Using the entries below, quote exactly the span of lines that begins with the line containing "the red display" and ends with the final line.
*** Opening Records ***
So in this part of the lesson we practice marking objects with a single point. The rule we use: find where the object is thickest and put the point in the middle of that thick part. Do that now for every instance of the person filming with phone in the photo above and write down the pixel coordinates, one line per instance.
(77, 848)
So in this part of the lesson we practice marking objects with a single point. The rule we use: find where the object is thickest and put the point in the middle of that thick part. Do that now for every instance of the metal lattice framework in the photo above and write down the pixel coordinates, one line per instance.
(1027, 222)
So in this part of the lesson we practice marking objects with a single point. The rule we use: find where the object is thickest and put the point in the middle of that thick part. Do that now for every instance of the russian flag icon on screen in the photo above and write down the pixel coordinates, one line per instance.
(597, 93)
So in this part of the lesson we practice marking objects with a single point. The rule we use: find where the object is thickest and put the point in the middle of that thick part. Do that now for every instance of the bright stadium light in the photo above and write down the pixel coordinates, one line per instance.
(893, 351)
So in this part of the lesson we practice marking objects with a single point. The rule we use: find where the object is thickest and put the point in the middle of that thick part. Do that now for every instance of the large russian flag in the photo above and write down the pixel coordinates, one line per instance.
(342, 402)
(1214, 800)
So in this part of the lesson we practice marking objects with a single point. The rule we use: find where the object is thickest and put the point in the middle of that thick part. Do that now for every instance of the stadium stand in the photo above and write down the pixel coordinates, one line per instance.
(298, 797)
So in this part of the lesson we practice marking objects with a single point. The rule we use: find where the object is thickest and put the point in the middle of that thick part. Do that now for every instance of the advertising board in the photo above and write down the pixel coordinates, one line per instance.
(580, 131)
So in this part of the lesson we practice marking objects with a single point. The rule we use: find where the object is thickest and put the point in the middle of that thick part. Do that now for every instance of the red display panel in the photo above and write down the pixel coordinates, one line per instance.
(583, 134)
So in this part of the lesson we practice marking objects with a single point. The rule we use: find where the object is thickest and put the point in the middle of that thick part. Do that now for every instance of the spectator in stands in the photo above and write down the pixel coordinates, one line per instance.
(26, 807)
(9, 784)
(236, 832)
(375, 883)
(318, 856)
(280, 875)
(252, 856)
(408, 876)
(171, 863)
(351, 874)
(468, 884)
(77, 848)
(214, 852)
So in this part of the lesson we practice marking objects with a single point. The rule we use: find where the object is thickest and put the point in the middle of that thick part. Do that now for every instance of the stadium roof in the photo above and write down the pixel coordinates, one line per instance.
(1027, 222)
*** Closing Records ***
- Exercise solution
So in this part of the lesson we practice marking objects with a single point. The rule we use: find where the object is thickest and put the point in the middle of that thick part. Do that now for every instance of the red display panel in the photo above and write down the pixel coordinates, one line per instance.
(583, 134)
So in this part of the lesson we practice marking objects with a single point. The rule we use: find where the object is thickest and put the point in the middle of that thick part. Do that now for every instance of the spectator in stands in the photo above and write down the pixel coordinates, one line per instance.
(26, 807)
(9, 784)
(236, 832)
(375, 883)
(318, 856)
(280, 875)
(252, 856)
(408, 876)
(171, 863)
(351, 874)
(468, 884)
(77, 848)
(214, 852)
So in this part of the lesson we practice marking objects with a single point. The rule we use: find where the object is thickest and put the point in the middle of that thick part. Do that now for every instance of the stadium roof in the photo above and write down the pixel coordinates, one line per instance.
(1027, 222)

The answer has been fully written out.